**GOAL OF THE EXERCISE:**
The lines to be set down run from the line containing "# drop a dot on each instance of the white countertop;" through the final line of the data below; print them exactly and print nothing else.

Records excerpted from a collection
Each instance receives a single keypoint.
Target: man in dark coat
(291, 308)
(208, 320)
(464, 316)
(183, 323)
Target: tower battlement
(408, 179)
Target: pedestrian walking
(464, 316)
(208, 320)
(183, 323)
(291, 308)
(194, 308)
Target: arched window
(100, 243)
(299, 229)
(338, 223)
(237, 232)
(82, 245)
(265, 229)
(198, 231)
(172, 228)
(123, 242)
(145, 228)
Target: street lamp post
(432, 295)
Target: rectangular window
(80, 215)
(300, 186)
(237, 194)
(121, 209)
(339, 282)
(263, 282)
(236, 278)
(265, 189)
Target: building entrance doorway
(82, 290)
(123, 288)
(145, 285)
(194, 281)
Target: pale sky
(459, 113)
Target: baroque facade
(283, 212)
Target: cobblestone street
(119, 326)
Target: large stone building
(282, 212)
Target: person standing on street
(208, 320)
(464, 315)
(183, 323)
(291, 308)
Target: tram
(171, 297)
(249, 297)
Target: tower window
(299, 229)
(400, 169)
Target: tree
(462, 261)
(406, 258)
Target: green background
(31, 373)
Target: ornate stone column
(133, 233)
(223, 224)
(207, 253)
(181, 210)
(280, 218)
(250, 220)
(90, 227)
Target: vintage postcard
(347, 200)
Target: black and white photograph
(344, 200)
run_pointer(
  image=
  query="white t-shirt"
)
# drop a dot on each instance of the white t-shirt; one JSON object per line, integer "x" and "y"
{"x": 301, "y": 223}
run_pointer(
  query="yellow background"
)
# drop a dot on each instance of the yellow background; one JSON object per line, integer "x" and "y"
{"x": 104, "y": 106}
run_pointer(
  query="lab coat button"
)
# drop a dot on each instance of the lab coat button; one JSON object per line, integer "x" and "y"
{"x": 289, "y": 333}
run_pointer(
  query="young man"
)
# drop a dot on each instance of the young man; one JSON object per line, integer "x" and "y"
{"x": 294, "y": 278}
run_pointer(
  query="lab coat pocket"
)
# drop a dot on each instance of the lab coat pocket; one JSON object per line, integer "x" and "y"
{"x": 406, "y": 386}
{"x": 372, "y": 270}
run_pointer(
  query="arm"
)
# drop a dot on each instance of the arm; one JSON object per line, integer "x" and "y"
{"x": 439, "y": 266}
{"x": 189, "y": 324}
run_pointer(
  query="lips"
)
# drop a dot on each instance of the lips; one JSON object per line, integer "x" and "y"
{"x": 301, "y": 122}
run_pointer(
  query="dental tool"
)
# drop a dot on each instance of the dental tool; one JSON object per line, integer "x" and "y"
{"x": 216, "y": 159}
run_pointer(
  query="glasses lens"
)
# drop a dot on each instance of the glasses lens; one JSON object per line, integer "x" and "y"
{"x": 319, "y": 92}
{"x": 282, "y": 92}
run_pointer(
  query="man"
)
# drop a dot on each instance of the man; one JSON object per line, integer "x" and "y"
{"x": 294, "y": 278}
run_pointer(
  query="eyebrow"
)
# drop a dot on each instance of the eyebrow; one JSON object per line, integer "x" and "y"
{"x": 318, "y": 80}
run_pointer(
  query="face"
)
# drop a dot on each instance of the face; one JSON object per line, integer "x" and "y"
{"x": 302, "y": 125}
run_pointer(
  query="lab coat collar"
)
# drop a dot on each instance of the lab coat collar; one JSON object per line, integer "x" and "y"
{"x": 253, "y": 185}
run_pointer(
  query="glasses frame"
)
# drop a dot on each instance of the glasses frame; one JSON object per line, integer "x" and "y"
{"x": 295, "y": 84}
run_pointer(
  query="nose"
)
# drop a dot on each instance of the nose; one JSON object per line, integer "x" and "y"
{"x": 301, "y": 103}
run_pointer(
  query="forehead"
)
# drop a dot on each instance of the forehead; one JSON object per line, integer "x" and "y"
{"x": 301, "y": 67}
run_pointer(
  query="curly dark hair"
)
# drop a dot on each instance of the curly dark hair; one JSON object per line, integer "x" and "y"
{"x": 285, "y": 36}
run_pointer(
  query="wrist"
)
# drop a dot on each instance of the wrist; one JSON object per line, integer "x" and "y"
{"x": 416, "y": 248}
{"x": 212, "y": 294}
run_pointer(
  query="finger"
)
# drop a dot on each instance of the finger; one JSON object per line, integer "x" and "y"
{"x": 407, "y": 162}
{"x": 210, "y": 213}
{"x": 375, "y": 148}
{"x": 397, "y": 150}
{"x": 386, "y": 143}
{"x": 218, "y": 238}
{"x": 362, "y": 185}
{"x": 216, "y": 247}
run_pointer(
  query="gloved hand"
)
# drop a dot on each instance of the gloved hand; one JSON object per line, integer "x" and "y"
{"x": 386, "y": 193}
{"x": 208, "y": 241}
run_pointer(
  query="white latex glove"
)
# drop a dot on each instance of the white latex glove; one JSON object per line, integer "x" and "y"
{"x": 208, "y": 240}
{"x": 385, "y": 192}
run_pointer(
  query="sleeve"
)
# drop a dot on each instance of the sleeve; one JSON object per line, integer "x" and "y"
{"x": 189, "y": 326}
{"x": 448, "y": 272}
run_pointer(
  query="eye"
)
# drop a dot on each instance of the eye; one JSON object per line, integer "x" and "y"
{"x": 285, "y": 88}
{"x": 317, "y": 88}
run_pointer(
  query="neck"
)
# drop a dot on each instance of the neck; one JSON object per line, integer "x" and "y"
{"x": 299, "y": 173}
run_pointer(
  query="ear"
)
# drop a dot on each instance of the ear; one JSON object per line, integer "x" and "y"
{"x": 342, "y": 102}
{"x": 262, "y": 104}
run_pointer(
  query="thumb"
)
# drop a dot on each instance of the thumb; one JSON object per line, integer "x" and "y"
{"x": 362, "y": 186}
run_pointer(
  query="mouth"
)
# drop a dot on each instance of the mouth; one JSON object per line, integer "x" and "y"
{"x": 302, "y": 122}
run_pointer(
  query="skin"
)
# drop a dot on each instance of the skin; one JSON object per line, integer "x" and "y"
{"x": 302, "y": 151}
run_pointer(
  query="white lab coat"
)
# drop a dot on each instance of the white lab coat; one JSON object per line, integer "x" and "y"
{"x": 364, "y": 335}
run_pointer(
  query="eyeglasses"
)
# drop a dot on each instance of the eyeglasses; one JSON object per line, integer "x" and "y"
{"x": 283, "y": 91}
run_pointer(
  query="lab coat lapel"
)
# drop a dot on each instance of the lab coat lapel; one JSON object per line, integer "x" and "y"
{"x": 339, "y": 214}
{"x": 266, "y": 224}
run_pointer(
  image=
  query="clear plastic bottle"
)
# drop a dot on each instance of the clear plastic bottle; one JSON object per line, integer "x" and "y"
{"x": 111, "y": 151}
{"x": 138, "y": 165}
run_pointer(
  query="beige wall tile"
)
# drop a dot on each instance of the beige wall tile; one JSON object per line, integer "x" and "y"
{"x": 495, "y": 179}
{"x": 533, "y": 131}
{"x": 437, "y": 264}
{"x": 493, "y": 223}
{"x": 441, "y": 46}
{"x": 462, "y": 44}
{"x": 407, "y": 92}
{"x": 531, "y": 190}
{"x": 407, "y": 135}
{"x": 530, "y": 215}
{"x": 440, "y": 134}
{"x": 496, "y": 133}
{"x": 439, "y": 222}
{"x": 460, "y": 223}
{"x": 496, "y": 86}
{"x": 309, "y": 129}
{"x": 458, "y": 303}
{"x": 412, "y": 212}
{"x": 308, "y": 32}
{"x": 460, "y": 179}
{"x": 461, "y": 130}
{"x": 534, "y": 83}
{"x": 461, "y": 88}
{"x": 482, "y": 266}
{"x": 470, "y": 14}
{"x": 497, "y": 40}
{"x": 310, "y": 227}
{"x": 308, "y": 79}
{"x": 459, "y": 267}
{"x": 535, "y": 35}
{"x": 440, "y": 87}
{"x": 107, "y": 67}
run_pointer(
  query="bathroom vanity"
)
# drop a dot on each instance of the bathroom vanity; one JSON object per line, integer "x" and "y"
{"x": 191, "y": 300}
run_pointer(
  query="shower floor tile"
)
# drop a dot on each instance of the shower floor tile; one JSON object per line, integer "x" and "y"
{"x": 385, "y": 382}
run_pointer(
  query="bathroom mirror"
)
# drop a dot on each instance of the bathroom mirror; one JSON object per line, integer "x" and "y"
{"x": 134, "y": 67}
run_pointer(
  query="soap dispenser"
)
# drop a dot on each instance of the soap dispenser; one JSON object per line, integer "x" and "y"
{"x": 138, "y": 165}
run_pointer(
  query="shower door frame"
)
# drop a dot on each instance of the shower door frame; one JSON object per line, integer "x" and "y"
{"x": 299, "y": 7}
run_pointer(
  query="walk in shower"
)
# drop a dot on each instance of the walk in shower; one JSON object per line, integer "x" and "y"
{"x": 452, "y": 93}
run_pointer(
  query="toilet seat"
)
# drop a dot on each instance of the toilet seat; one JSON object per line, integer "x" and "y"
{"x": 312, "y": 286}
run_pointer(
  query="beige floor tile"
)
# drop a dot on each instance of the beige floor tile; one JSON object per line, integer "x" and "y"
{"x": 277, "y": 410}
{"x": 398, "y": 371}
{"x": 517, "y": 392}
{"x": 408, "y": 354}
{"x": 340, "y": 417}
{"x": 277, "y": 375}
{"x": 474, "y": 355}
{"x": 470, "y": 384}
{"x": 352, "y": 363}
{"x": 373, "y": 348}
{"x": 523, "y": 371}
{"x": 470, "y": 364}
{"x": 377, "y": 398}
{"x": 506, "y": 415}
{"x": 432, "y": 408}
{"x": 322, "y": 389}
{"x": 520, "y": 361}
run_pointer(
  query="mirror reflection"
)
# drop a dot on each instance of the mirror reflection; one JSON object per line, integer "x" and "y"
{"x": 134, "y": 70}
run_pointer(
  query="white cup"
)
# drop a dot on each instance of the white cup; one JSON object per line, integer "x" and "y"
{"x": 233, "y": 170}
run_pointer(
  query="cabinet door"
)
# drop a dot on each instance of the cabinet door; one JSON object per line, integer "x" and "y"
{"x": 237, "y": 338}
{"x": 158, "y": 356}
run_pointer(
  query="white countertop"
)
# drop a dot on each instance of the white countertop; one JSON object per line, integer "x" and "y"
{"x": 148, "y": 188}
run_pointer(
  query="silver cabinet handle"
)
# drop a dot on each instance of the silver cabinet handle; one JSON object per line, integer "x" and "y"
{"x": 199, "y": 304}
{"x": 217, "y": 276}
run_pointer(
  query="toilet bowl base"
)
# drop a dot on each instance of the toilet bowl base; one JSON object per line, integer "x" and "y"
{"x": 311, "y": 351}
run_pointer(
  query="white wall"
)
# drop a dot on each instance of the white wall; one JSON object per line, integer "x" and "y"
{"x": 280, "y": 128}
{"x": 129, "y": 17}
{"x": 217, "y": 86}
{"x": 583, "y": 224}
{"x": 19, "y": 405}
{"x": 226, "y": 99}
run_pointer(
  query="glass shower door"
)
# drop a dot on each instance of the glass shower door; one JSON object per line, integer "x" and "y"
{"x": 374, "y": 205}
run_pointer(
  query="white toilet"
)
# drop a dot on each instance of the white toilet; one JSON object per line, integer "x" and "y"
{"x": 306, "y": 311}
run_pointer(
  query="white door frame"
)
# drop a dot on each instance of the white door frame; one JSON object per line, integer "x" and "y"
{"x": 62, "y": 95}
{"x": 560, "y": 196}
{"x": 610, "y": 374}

**SOLUTION:**
# drop a dot on each instance of the white countertop; one JSON object per line, integer "x" and "y"
{"x": 148, "y": 188}
run_pointer(
  query="silver cabinet handle"
)
# drop a dot on each instance of the silver cabinet handle; one JSON object per line, integer "x" and "y"
{"x": 199, "y": 304}
{"x": 217, "y": 276}
run_pointer(
  query="toilet bowl base"
)
# drop a dot on each instance of the toilet bowl base; one JSON object per line, integer "x" and "y"
{"x": 311, "y": 351}
run_pointer(
  query="white wall"
)
# drop a dot on each instance of the white wall; one JSON object per line, integer "x" and "y"
{"x": 280, "y": 128}
{"x": 129, "y": 17}
{"x": 217, "y": 86}
{"x": 583, "y": 224}
{"x": 19, "y": 405}
{"x": 226, "y": 99}
run_pointer(
  query="glass shower door"
)
# drop a dot on each instance of the glass shower door; one JSON object per line, integer "x" and "y"
{"x": 374, "y": 205}
run_pointer(
  query="white toilet"
)
# drop a dot on each instance of the white toilet; one JSON object per line, integer "x" and "y"
{"x": 306, "y": 311}
run_pointer(
  query="white door frame"
)
# drop a dot on each instance of the white door frame; one JSON object per line, integer "x" and "y"
{"x": 62, "y": 95}
{"x": 560, "y": 196}
{"x": 610, "y": 374}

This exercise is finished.